- **Instructions to follow**: Your output should be every line below, copied exactly.

Natural-language object grounding data:
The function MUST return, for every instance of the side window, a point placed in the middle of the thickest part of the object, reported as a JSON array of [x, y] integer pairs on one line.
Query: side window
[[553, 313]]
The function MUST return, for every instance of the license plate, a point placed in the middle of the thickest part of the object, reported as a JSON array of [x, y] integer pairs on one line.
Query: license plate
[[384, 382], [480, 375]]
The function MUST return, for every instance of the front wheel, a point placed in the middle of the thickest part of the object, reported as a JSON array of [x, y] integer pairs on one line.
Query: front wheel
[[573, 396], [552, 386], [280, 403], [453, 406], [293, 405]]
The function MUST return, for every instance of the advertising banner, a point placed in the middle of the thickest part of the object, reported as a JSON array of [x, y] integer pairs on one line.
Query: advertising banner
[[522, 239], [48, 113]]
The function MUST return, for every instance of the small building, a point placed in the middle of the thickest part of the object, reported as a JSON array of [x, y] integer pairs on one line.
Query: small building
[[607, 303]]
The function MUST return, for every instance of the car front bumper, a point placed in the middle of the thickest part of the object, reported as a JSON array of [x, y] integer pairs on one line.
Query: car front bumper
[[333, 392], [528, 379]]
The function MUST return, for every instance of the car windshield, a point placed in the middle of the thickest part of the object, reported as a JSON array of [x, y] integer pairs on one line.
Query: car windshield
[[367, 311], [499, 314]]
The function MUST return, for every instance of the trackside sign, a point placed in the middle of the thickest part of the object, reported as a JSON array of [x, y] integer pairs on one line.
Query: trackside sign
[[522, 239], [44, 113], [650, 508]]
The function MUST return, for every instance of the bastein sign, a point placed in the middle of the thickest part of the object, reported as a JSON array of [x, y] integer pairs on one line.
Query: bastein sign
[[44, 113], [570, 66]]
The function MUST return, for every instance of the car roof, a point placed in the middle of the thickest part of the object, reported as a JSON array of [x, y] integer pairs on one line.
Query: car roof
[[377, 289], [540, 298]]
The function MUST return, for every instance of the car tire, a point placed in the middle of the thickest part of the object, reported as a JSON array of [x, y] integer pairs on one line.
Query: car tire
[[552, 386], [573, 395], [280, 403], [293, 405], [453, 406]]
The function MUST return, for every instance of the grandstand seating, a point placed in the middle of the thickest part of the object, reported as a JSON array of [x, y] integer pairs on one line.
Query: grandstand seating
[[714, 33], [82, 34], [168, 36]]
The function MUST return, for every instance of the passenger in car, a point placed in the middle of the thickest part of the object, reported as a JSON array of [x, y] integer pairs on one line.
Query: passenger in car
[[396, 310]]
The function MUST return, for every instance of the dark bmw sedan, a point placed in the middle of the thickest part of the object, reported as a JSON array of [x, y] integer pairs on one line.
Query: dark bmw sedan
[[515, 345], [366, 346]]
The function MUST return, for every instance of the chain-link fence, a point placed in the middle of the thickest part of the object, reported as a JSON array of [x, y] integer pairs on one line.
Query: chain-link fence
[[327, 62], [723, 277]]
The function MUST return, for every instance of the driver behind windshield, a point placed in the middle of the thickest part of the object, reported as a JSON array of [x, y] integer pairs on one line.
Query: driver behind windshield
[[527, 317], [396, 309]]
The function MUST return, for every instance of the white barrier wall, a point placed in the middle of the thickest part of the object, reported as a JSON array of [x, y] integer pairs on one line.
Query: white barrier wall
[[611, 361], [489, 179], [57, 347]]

- **Task response**:
The function MUST return, for every instance of the side window, a point placed in the middle of the thickest part of the object, reported as a JSON array of [x, y] integer pairs on one line.
Query: side window
[[553, 313]]
The function MUST return, for every instance of the license plate, a point placed in the middle of the thickest part of the object, reported as a JSON array of [x, y] integer pairs on one line.
Query: license plate
[[384, 382], [480, 375]]
The function MUST return, for every instance of the front wheel, a point placed in the middle of the thickest part of the object, reported as a JSON array of [x, y] integer pairs on one line.
Query: front wheel
[[573, 396], [552, 386], [280, 403], [453, 406], [293, 405]]
The function MUST return, for every instance of the advertising banner, a point placed in the middle of the thickest part of the object, reported as a JSON array of [x, y] integer pairs on one line.
Query: advertising banner
[[522, 239], [48, 113]]
The function MUST return, for every instance of the small building, a point placed in the middle of the thickest part of the object, reported as a JSON array of [x, y] integer pairs on one line.
Query: small building
[[607, 303]]
The function MUST return, for every instance of the car front bumper, a point placed in the middle of the thickest part of the object, reported as a JSON array of [x, y] integer pairs on one line.
Query: car front bumper
[[333, 392], [528, 379]]
The function MUST return, for every instance of the car windshield, a point placed in the middle of the thickest part of the object, reported as a JSON array of [x, y] integer pairs on one line.
Query: car windshield
[[367, 311], [499, 314]]
The function MUST return, for every instance of the trackside sign, a point placed in the middle of the thickest part of the object, reported as a JSON array of [x, y] integer pairs on one line.
Query: trackside sign
[[522, 239], [44, 113], [650, 508]]
The function MUST return, for every instance of the bastein sign, a point placed in the middle of the thickest part of the object, reported as a JSON array of [x, y] integer pairs on one line.
Query: bastein sign
[[44, 113], [570, 66]]
The function MUST return, for every instance of the car roof, a point placed in the middle of the thickest part of the object, reported as a JSON array of [x, y] integer pairs on one line.
Query: car roof
[[377, 289], [540, 298]]
The function MUST return, for every instance of the car tire, a point placed in the middle of the thickest part of the object, reported as a JSON array of [x, y] integer pairs on one line.
Query: car tire
[[552, 386], [573, 395], [280, 403], [293, 405], [453, 406]]
The function MUST return, for every instance of the grandstand seating, a point placed in the middle of the thickest part of the object, reported as a JSON array of [x, y] integer pairs on one line.
Query: grandstand seating
[[714, 33], [82, 34], [168, 36]]
The function MUST return, for every instance of the passenger in car, a point placed in the middle of the thickest part of the object, reported as a JSON array of [x, y] integer pairs on one line.
Query: passenger in car
[[396, 310]]
The function MUST return, for every instance of the dark bmw sedan, a point placed in the middle of the thickest part of the object, reported as a JSON array of [x, y] integer pairs on one line.
Query: dark bmw sedan
[[515, 345], [366, 346]]
The function MUST return, for every instance of the chain-link fence, a point placed in the middle of the thickest part of the object, reported as a JSON array of [x, y] integer pairs on one line.
Query: chain-link fence
[[327, 62], [723, 277]]
The function MUST return, for every instance of the driver behind windshield, a point placed in the middle of the thickest part of the object, reported as a JSON array of [x, y] integer pairs on one line.
Query: driver behind windshield
[[527, 317], [396, 309]]
The function MUST return, for every instance of the white barrier wall, a point placed in the middle of the thickest part of the object, reported as a JSON array of [x, y] integer pairs on one line.
Query: white barrier wall
[[611, 361], [489, 179], [57, 347]]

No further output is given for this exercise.